> [Task objective]:
Pick out each line of the listing below that contains the word "Please", and copy those lines.

> [Dataset excerpts]:
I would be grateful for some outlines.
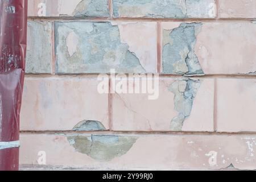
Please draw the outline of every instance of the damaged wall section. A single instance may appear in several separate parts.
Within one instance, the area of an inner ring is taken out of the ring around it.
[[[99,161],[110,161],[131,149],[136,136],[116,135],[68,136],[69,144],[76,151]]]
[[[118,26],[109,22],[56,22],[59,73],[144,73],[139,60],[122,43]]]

--

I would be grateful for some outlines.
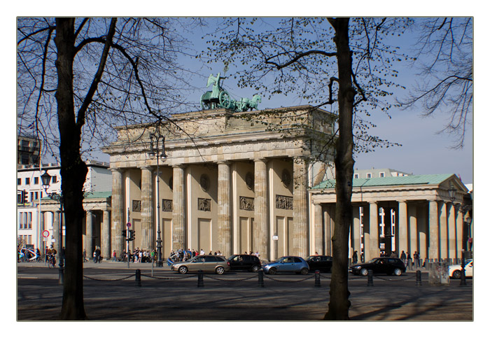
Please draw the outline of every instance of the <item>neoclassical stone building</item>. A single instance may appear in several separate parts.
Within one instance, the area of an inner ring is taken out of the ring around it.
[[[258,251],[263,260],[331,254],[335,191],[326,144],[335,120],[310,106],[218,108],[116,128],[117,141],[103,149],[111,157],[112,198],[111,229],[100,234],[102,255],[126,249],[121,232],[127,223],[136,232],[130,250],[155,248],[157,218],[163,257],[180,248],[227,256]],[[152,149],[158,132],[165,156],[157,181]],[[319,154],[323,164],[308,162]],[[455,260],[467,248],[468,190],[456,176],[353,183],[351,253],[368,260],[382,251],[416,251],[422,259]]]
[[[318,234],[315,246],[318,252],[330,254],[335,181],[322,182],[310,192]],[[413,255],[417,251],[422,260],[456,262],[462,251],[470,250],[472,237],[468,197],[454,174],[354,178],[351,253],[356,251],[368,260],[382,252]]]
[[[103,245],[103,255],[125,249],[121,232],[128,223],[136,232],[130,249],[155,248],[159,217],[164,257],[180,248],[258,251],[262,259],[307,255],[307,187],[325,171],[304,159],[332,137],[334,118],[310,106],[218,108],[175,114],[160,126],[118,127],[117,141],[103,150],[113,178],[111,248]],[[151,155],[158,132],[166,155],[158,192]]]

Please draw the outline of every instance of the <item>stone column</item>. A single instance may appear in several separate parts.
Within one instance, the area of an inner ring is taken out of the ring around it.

> [Full answer]:
Please draw the outline of every instance of the damaged wall section. A single instance may appear in several separate parts.
Please draw the outline of every instance of the <item>neoclassical stone building</item>. A single instance may appear in several separate parts.
Please draw the outline of every instance of the <item>stone column</item>. A single instance may appear in several separate parts.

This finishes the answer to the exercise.